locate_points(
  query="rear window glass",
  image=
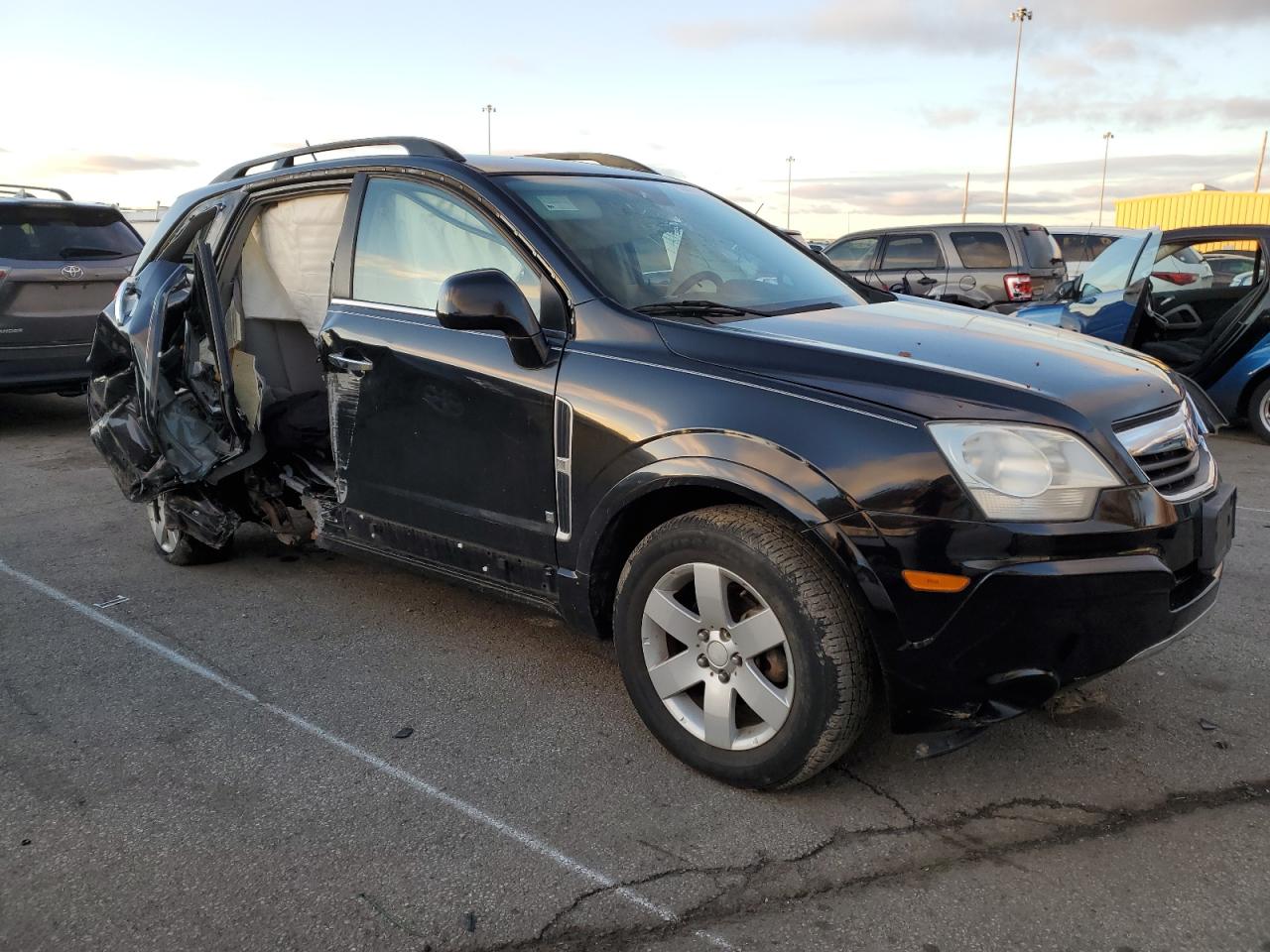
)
•••
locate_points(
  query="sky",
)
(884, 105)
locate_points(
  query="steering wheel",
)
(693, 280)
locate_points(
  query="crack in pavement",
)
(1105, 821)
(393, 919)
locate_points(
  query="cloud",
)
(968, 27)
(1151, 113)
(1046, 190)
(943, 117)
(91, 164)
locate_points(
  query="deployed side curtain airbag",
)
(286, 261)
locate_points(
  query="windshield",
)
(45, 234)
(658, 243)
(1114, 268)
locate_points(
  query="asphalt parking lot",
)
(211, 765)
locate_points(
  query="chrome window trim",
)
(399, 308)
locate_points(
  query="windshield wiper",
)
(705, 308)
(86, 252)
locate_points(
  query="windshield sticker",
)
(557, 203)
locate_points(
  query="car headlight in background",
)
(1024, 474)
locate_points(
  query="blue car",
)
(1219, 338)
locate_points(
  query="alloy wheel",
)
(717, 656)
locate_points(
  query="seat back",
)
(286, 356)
•••
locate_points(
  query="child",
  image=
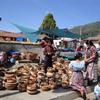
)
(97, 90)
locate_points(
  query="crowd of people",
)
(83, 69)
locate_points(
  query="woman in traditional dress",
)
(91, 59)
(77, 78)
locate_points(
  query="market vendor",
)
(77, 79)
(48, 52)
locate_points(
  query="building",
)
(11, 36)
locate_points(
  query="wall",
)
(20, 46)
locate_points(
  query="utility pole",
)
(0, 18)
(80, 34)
•••
Count every line in the listing above where the string "window" occurs, and report the count and nothing more.

Solution to this task ->
2